[Start DATA SUPPLIED]
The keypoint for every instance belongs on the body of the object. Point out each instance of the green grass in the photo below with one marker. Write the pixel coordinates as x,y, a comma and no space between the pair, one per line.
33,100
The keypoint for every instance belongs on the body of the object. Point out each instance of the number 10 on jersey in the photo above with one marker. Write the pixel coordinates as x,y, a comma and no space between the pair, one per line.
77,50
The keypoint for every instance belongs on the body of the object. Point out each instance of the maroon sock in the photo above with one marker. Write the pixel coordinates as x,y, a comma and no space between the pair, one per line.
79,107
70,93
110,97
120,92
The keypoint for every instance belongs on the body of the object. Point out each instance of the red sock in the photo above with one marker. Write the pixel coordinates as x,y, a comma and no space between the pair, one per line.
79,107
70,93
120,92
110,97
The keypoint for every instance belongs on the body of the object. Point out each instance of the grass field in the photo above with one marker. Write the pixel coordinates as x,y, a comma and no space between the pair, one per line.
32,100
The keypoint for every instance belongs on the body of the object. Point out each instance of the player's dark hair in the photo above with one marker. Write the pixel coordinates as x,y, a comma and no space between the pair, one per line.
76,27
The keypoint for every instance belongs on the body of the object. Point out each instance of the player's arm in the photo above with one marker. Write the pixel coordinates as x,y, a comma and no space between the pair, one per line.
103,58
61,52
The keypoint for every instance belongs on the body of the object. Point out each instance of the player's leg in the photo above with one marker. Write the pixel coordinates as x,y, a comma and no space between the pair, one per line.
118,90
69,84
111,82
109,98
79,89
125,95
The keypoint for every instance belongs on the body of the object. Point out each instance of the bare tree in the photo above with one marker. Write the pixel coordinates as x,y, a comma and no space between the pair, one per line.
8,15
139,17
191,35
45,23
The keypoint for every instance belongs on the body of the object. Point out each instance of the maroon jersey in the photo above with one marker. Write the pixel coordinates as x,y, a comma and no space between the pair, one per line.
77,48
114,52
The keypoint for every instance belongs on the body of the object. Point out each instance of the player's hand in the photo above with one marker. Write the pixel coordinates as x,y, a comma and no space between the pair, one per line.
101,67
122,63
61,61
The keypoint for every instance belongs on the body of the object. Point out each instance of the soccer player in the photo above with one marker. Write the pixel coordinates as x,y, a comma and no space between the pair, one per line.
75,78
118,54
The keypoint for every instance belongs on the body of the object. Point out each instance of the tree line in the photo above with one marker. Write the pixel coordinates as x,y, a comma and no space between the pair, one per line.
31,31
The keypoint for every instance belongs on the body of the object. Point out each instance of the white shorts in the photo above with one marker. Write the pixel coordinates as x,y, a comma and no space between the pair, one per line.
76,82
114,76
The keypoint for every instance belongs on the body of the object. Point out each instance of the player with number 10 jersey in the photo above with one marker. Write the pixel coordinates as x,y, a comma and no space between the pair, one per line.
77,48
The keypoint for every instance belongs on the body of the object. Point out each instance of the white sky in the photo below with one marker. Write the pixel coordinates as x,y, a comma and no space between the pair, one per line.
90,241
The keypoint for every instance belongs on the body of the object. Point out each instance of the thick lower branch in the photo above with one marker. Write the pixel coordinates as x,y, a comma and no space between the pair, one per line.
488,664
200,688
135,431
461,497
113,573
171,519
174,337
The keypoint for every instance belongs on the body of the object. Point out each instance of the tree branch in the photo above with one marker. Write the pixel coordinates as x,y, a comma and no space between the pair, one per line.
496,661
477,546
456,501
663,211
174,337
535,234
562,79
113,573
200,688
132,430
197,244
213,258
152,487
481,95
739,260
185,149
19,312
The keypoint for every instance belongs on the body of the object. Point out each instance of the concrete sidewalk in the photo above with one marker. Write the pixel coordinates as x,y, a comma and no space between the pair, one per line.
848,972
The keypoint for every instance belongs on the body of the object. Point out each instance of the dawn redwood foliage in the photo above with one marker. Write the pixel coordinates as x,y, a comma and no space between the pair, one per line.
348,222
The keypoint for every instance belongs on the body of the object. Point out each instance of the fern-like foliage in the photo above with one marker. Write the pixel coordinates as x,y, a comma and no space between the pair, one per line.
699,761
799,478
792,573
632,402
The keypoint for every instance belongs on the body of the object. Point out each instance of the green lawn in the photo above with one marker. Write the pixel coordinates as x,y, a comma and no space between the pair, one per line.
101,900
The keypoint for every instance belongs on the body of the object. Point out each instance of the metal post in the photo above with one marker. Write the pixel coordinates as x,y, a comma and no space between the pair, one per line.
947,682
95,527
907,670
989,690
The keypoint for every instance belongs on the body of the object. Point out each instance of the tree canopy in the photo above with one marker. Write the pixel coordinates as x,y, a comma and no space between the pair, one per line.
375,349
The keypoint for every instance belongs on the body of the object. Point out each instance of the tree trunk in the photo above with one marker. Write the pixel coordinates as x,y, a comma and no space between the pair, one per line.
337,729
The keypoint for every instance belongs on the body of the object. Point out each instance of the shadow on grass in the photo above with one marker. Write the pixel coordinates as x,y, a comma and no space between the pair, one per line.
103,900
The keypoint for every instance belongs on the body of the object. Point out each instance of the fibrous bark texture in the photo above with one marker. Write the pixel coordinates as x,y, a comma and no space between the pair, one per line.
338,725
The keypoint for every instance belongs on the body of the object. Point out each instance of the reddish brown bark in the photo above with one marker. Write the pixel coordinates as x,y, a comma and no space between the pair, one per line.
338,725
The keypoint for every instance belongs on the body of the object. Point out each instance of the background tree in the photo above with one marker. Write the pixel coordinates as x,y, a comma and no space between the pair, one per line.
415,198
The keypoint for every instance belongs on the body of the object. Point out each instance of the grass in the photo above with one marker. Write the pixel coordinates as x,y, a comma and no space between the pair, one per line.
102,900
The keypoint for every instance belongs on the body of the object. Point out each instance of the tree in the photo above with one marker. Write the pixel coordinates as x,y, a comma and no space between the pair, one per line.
[End DATA SUPPLIED]
→ WRITTEN EXERCISE:
Return exactly the lines from the one containing "of the shadow" through the last line of the records above, both included, and nothing else.

→ WRITTEN RESPONSE:
The keypoint for every instance belongs on the body of the object. Point out each instance of the shadow on grass in the photo above with one marker. Write the pixel coordinates as x,y, a comma and no space between the pair, one per line.
103,900
The keypoint for every instance belongs on the body of the object. Point out each instance of the fibrous bark texture in the photo above with one marker. Write the pixel coordinates as x,y, a comma and no space between the pair, one per line.
338,725
The keypoint for every instance belongs on the body of the object. Point out each instance of the reddish brown bark in the photo above with one marker. Write the pixel coordinates as x,y, a comma and no space between the pair, one per line.
338,725
The keypoint for every instance belongs on the body of the object. Point out each instance of the background tree in the photo above with one marker. Write the pixel coordinates as x,y, a comma and no space between the pair, one per line.
415,198
The keypoint for every instance belongs on the body of the object. Point out each instance of the grass in the photo above with one marker. Write the pixel coordinates as x,y, a comma and no space between the pair, one per line.
102,900
The keypoint for every instance belongs on the body of the object. Point out each instance of the tree in the photo above with one marker. Write the pixel coordinates as x,y, a comma and no space between the pair, one per line.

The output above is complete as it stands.